**CONSEGNA 1**
Conta le righe dei record qui sotto che contengono la stringa "white", tenendo conto di maiuscole e minuscole. Indica soltanto il numero.

:: BRANO SCELTO ::

“Sovvertimento dei sensi” è uno dei tre racconti pubblicati da Zweig nel 1927 all’interno di una raccolta che porta lo stesso titolo. Gli altri due sono “Tramonto di un cuore” e “Ventiquatt’ore della vita di una donna”. Garzanti ha scelto di pubblicarli separatamente. Ho trovato “Sovvertimento dei sensi” nella classica libreria di una grande stazione ferroviaria. Visto e acquistato, ovviamente. Letto in pochissimo tempo sia perché è un libro breve, sia perché Zweig è e rimane una sicurezza. La sua scrittura elegante e solida, la sua profondità e la sua passione hanno il potere di catturare sempre la mia attenzione. Certo, il suo stile osserva toni un po’ solenni, persino aulici ma è esattamente questo ciò che cerco, ed ogni volta trovo, in Stefan Zweig. Ed è esattamente questo che lo rende “rassicurante” ai miei occhi di lettrice.
“Sovvertimenti dei sensi”, come scritto, esce nel 1927. E, considerati i tempi, questo racconto ha del coraggioso. Un docente riceve un regalo dai suoi allievi e colleghi universitari per il suo sessantesimo compleanno. Si tratta della sua biografia. Il professore legge, tra quelle pagine, tutta la sua vita, i suoi studi, i suoi successi accademici, la sua luminosa carriera. Apparentemente c’è proprio tutto. Eppure, a ben guardare, il professore sa che in quella magnifica raccolta manca un evento importante e molto personale. “Del più gran segreto del mio sviluppo spirituale il libro non dice una parola: per ciò mi misi a sorridere. Tutto vi è detto bene, ma l’essenziale manca. Mi descrive, ma non mi spiega. Parla di me, ma non mi rivela. L’accurato registro contiene duecento nomi: ma ne manca uno, quello da cui ebbe vita l’impulso creativo, il nome di chi determinò il mio destino e che adesso mi richiama con forza alla mia gioventù. Di tutto fu detto, eccetto che di chi mi diede la parola e attraverso il cui fiato io parlo: e mi sentirei colpevole se vigliaccamente continuassi a tacere“.

:::
:: ELEMENTI ::

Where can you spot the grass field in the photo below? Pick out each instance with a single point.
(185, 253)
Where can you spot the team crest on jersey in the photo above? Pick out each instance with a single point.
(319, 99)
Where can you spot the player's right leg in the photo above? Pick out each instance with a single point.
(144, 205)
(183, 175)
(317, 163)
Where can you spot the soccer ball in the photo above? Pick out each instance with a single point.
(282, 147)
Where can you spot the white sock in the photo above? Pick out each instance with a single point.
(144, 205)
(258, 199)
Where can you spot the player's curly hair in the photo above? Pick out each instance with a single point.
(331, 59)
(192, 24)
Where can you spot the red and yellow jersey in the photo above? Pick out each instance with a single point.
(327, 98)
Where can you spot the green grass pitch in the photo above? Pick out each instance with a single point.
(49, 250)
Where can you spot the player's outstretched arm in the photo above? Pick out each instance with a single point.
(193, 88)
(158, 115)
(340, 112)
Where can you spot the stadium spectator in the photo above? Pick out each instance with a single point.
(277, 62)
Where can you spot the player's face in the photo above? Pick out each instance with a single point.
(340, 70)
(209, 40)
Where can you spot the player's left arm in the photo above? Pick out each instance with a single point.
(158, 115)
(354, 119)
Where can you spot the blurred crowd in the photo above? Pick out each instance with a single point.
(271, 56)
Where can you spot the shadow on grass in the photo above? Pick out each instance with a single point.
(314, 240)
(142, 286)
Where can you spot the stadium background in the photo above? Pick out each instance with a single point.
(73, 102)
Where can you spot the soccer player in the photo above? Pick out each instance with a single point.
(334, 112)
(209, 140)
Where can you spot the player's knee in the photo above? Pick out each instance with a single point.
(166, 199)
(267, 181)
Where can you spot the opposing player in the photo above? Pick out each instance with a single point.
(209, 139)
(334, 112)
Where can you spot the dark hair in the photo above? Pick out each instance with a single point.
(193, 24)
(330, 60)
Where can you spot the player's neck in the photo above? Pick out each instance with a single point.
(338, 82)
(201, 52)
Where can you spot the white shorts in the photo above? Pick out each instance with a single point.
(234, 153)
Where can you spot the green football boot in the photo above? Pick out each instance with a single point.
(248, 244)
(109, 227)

:::

**CONSEGNA 2**
Per favore, rispondi: secondo la recensione, che cosa riceve il docente dai suoi allievi e colleghi universitari per il sessantesimo compleanno?

**RISPOSTA SCRITTA 1**
2

**RISPOSTA SCRITTA 2**
La sua biografia.